Instrucciones -
Copia todo el listado sustituyendo "rough mask" por "draft mask" y sin modificar nada más.

Material proporcionado -

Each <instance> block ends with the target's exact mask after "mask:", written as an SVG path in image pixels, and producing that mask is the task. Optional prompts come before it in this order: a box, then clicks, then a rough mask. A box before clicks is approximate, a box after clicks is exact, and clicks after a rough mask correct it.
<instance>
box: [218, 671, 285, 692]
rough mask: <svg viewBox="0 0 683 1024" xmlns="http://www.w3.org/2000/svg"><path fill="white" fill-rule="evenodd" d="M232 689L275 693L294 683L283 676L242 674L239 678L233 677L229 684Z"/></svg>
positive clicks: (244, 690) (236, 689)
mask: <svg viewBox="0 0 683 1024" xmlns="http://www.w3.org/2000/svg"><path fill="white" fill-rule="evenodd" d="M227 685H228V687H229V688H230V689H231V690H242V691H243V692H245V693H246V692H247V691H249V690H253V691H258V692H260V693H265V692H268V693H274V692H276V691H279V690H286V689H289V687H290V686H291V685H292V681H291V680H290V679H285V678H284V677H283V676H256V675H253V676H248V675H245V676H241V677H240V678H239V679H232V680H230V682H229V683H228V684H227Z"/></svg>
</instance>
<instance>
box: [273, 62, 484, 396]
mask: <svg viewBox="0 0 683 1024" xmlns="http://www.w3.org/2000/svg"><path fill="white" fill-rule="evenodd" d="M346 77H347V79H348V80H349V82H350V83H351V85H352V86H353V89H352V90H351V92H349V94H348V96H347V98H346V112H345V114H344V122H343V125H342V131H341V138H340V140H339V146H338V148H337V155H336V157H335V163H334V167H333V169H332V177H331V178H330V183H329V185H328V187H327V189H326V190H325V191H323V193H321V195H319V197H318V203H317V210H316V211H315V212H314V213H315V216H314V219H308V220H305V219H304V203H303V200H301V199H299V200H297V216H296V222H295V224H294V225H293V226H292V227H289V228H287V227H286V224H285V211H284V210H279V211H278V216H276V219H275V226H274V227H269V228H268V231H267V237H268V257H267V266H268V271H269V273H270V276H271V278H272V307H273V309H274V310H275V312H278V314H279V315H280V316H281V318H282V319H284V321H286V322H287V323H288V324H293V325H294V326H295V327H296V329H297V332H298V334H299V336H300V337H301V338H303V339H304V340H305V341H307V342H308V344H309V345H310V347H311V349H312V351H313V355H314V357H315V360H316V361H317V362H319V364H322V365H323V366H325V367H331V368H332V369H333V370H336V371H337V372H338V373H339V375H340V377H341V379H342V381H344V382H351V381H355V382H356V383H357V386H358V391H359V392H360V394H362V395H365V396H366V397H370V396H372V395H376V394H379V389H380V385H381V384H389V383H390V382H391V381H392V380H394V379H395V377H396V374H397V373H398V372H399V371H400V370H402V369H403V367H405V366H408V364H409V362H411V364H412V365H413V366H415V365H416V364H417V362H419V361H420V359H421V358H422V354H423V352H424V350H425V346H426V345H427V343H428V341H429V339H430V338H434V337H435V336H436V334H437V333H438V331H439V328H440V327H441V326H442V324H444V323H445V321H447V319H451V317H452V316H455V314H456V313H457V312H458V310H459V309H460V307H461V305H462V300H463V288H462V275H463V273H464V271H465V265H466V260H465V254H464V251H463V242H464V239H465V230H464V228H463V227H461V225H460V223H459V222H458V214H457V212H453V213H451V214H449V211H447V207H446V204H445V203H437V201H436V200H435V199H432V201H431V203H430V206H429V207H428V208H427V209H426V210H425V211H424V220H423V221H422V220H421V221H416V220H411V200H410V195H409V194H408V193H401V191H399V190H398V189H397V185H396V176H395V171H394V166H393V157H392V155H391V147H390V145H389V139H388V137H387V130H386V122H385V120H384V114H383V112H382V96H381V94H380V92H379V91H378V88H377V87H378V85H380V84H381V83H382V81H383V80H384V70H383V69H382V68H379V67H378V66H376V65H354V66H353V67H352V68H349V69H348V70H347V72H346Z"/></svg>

Resultado esperado -
Each <instance> block ends with the target's exact mask after "mask:", written as an SVG path in image pixels, and producing that mask is the task. Optional prompts come before it in this order: a box, then clicks, then a draft mask. A box before clicks is approximate, a box after clicks is exact, and clicks after a draft mask correct it.
<instance>
box: [218, 671, 285, 692]
draft mask: <svg viewBox="0 0 683 1024" xmlns="http://www.w3.org/2000/svg"><path fill="white" fill-rule="evenodd" d="M232 689L275 693L294 683L283 676L242 674L239 678L233 677L229 684Z"/></svg>
positive clicks: (244, 690) (236, 689)
mask: <svg viewBox="0 0 683 1024" xmlns="http://www.w3.org/2000/svg"><path fill="white" fill-rule="evenodd" d="M227 685H228V687H229V688H230V689H231V690H242V691H243V692H245V693H246V692H247V691H249V690H253V691H258V692H260V693H265V692H268V693H274V692H276V691H279V690H286V689H289V687H290V686H291V685H292V681H291V680H290V679H285V678H284V677H283V676H256V675H253V676H248V675H245V676H241V677H240V678H239V679H232V680H230V682H229V683H228V684H227Z"/></svg>
</instance>
<instance>
box: [273, 62, 484, 396]
mask: <svg viewBox="0 0 683 1024" xmlns="http://www.w3.org/2000/svg"><path fill="white" fill-rule="evenodd" d="M346 77H347V79H348V80H349V82H350V83H351V85H352V86H353V89H352V90H351V92H349V94H348V96H347V98H346V112H345V114H344V122H343V125H342V131H341V138H340V140H339V146H338V148H337V155H336V157H335V163H334V167H333V169H332V177H331V178H330V183H329V185H328V187H327V189H326V190H325V191H323V193H321V195H319V197H318V203H317V210H316V211H315V212H314V213H315V216H314V219H308V220H305V219H304V203H303V200H301V199H299V200H297V216H296V222H295V224H294V225H293V226H292V227H289V228H287V227H286V224H285V211H284V210H279V211H278V216H276V219H275V226H274V227H269V228H268V231H267V237H268V257H267V266H268V271H269V273H270V276H271V278H272V307H273V309H274V310H275V312H278V314H279V315H280V316H281V318H282V319H284V321H286V322H287V323H288V324H293V325H294V326H295V327H296V329H297V332H298V334H299V336H300V337H301V338H303V339H304V340H305V341H307V342H308V344H309V345H310V347H311V349H312V351H313V355H314V357H315V360H316V361H317V362H319V364H322V365H323V366H325V367H331V368H332V369H333V370H336V371H337V372H338V373H339V375H340V377H341V379H342V381H344V382H351V381H355V382H356V383H357V386H358V391H359V392H360V394H362V395H365V396H366V397H370V396H372V395H376V394H379V389H380V385H381V384H389V383H390V382H391V381H392V380H394V379H395V377H396V374H397V373H398V372H399V371H400V370H402V369H403V367H405V366H408V364H409V362H411V364H412V365H413V366H415V365H416V364H417V362H419V361H420V359H421V358H422V354H423V352H424V350H425V346H426V345H427V343H428V341H429V339H430V338H434V337H435V336H436V334H437V333H438V331H439V328H440V327H441V326H442V324H444V323H445V321H447V319H451V317H452V316H455V314H456V313H457V312H458V310H459V309H460V307H461V305H462V300H463V288H462V275H463V273H464V271H465V265H466V260H465V254H464V251H463V242H464V239H465V230H464V228H463V227H461V225H460V223H459V222H458V214H457V212H453V213H451V214H449V211H447V207H446V204H445V203H437V201H436V200H435V199H432V201H431V203H430V206H429V207H428V208H427V209H426V210H425V211H424V220H423V221H422V220H421V221H416V220H411V200H410V195H409V194H408V193H401V191H399V190H398V189H397V185H396V176H395V171H394V166H393V157H392V155H391V147H390V145H389V139H388V137H387V130H386V122H385V120H384V114H383V112H382V96H381V94H380V92H379V91H378V88H377V87H378V85H380V84H381V83H382V81H383V80H384V70H383V69H382V68H379V67H378V66H376V65H354V66H353V67H352V68H349V69H348V70H347V72H346Z"/></svg>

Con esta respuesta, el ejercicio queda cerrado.